**Direction**.
Transcribe every line of the entries below without any change, leaving out the pictures.

**Provided data**.
- - - - -

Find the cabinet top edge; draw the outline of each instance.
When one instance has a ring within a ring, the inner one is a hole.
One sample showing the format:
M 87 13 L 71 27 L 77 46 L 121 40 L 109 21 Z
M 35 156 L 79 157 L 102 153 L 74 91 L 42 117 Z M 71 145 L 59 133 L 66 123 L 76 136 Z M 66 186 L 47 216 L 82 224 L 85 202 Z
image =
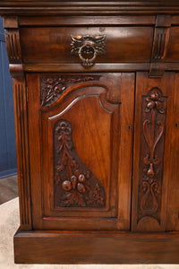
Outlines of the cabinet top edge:
M 0 15 L 24 14 L 179 14 L 179 1 L 65 1 L 1 0 Z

- - - - -

**Output of the exercise**.
Find the cabinet top edge; draw the outline of each instance.
When one instance has a ring within a ring, the inner one is a hole.
One sample showing the format:
M 87 13 L 71 27 L 77 46 L 121 40 L 109 21 Z
M 35 156 L 79 157 L 102 153 L 74 91 L 42 117 Z M 71 145 L 59 133 L 66 123 L 76 136 Z M 66 186 L 47 216 L 82 224 L 85 202 Z
image =
Outlines of the cabinet top edge:
M 0 15 L 24 14 L 179 14 L 179 1 L 65 1 L 1 0 Z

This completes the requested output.